>>>
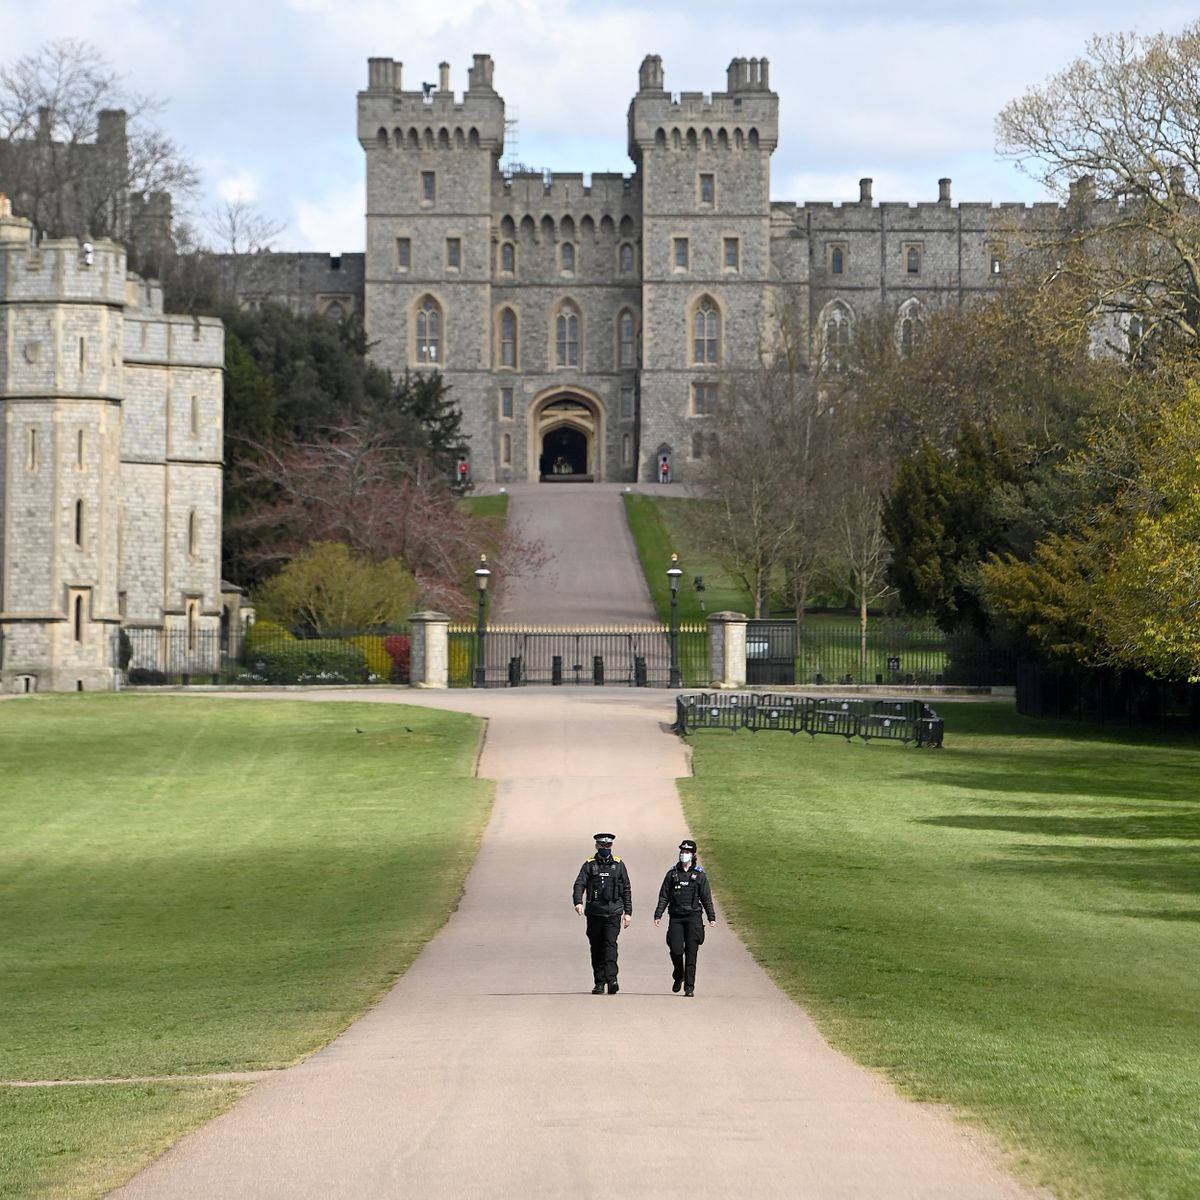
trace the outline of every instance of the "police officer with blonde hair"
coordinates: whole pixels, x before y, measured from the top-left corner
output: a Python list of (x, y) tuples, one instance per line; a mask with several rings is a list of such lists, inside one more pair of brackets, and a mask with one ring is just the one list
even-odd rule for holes
[(593, 996), (615, 996), (617, 986), (617, 936), (629, 928), (633, 919), (633, 893), (629, 871), (612, 852), (616, 835), (595, 835), (596, 853), (589, 858), (571, 889), (571, 903), (580, 916), (587, 917), (587, 939), (592, 948)]
[(712, 889), (704, 868), (696, 861), (696, 843), (685, 838), (679, 843), (679, 861), (666, 873), (658, 890), (654, 924), (670, 910), (667, 949), (671, 954), (671, 991), (683, 988), (685, 996), (696, 994), (696, 957), (704, 943), (704, 918), (717, 923)]

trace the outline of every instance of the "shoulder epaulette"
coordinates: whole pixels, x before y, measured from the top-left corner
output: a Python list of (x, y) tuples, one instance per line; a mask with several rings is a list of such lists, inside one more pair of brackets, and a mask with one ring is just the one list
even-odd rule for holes
[(617, 857), (615, 854), (612, 856), (612, 860), (613, 860), (613, 862), (620, 862), (620, 861), (621, 861), (621, 860), (620, 860), (620, 859), (619, 859), (619, 858), (618, 858), (618, 857)]
[(588, 862), (595, 862), (595, 861), (596, 861), (596, 856), (593, 854), (591, 856), (591, 858), (588, 859)]

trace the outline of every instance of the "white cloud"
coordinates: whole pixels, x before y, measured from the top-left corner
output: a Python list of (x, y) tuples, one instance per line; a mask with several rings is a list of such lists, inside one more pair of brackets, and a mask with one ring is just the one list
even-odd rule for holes
[(246, 200), (252, 203), (258, 199), (258, 180), (243, 168), (217, 180), (217, 195), (222, 200)]
[[(278, 239), (280, 246), (297, 250), (361, 250), (366, 189), (361, 182), (334, 188), (315, 200), (301, 200), (292, 214), (292, 229)], [(289, 243), (294, 232), (297, 241)]]

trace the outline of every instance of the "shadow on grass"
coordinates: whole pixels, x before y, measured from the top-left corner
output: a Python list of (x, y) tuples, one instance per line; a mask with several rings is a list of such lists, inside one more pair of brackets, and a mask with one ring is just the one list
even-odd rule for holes
[(1134, 917), (1138, 920), (1200, 923), (1200, 908), (1179, 909), (1174, 912), (1163, 912), (1155, 908), (1096, 908), (1092, 911), (1101, 917)]
[(1200, 840), (1200, 808), (1171, 813), (1129, 813), (1119, 817), (964, 813), (951, 817), (920, 817), (917, 824), (941, 825), (950, 829), (994, 829), (1001, 833), (1030, 833), (1038, 837)]
[[(1200, 896), (1200, 851), (1191, 846), (1014, 846), (1012, 856), (983, 864), (1002, 875), (1062, 876), (1115, 883), (1136, 892)], [(1139, 916), (1169, 914), (1137, 913)]]

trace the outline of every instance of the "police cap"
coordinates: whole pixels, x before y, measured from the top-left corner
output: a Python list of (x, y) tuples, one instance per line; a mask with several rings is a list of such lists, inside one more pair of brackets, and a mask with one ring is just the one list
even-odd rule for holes
[(593, 840), (601, 846), (611, 846), (617, 840), (617, 835), (615, 833), (597, 833)]
[(696, 843), (693, 842), (691, 838), (684, 838), (683, 841), (679, 843), (679, 848), (680, 850), (690, 850), (694, 854), (696, 852)]

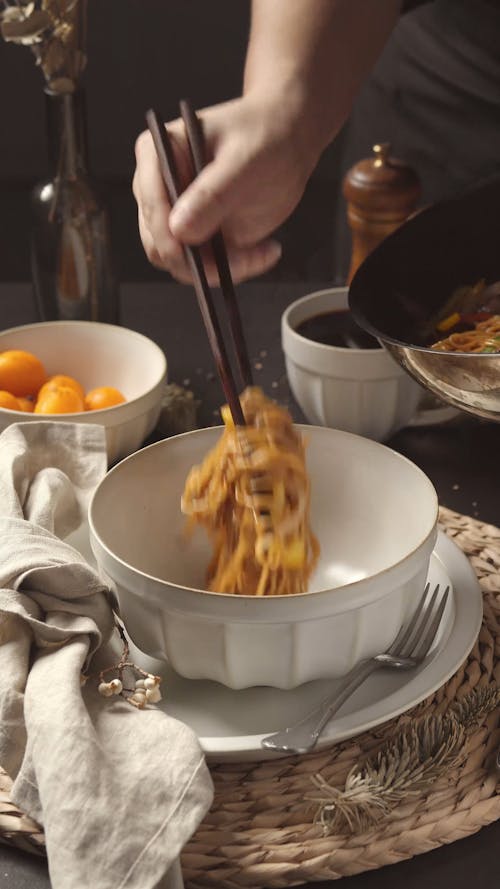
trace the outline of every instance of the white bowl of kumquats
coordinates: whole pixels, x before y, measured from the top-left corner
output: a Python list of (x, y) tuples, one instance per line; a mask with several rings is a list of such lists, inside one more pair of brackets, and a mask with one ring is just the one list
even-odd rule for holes
[(108, 462), (137, 450), (158, 420), (166, 359), (136, 331), (46, 321), (0, 332), (0, 431), (57, 420), (106, 430)]
[[(245, 428), (237, 433), (243, 441)], [(437, 496), (427, 476), (367, 438), (292, 429), (305, 443), (304, 500), (300, 485), (287, 481), (283, 490), (268, 479), (259, 462), (265, 448), (250, 439), (234, 464), (249, 484), (231, 504), (226, 457), (234, 452), (220, 428), (137, 451), (94, 492), (90, 542), (115, 586), (125, 628), (139, 649), (182, 676), (235, 689), (339, 677), (384, 651), (415, 609), (437, 534)], [(278, 478), (276, 454), (271, 449), (269, 466)], [(295, 469), (301, 473), (298, 449), (290, 454), (288, 480)], [(305, 545), (296, 531), (286, 536), (301, 503), (312, 535)], [(210, 516), (205, 527), (189, 527), (196, 510), (204, 521), (212, 510), (213, 533)], [(264, 527), (257, 538), (253, 521)], [(311, 572), (303, 576), (311, 540)], [(293, 587), (294, 578), (305, 589)]]

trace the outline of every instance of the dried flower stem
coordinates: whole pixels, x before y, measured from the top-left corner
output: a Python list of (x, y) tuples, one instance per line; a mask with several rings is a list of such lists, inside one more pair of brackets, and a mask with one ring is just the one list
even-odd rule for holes
[(29, 46), (53, 93), (71, 93), (85, 68), (87, 0), (2, 0), (4, 40)]
[[(159, 691), (161, 676), (155, 676), (153, 673), (148, 673), (147, 670), (143, 670), (138, 664), (129, 660), (130, 648), (123, 627), (117, 620), (115, 620), (115, 627), (123, 645), (120, 660), (118, 663), (105, 667), (96, 673), (82, 673), (80, 679), (81, 685), (86, 685), (91, 679), (98, 679), (98, 690), (104, 697), (119, 695), (129, 704), (132, 704), (132, 706), (137, 707), (140, 710), (142, 710), (148, 703), (158, 703), (158, 701), (161, 700)], [(127, 669), (141, 677), (139, 680), (136, 679), (134, 688), (127, 688), (125, 685), (125, 671)], [(109, 676), (110, 673), (114, 674), (114, 678), (111, 682), (106, 682), (106, 677)]]

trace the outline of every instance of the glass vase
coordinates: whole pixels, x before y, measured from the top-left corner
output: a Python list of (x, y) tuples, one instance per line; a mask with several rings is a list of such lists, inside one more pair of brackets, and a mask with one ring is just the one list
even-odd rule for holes
[(83, 93), (47, 97), (49, 178), (32, 193), (31, 270), (39, 318), (118, 323), (106, 210), (87, 173)]

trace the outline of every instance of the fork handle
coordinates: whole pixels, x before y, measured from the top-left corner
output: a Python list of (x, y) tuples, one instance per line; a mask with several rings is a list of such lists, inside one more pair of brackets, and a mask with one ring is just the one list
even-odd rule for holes
[(324, 698), (318, 707), (295, 725), (263, 738), (261, 747), (276, 750), (277, 753), (307, 753), (312, 750), (332, 716), (379, 666), (374, 658), (361, 661), (346, 674), (335, 694)]

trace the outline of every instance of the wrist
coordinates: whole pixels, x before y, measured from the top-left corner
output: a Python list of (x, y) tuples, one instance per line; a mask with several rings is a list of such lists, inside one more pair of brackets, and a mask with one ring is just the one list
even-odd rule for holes
[(283, 76), (279, 83), (275, 81), (270, 87), (269, 82), (245, 77), (243, 96), (259, 108), (277, 139), (293, 145), (304, 176), (308, 178), (322, 151), (336, 135), (337, 128), (311, 101), (303, 80)]

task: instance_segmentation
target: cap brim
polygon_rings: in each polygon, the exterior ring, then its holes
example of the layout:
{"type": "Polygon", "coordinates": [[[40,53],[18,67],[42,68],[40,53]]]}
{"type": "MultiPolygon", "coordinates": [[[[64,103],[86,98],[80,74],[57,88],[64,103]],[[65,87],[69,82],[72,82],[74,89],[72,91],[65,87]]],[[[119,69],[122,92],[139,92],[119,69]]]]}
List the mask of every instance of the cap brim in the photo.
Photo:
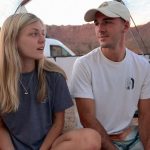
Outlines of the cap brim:
{"type": "Polygon", "coordinates": [[[95,20],[95,14],[97,12],[100,12],[102,14],[104,14],[105,16],[111,17],[111,18],[116,18],[116,17],[120,17],[119,15],[114,14],[113,12],[103,9],[103,8],[99,8],[99,9],[90,9],[85,13],[84,16],[84,20],[86,22],[91,22],[95,20]]]}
<<<
Exercise description >> Your answer should be the lines of the records that hold the string "white".

Reply >>
trace the outline of every instance of the "white cloud"
trace the outline of every instance of the white bowl of kumquats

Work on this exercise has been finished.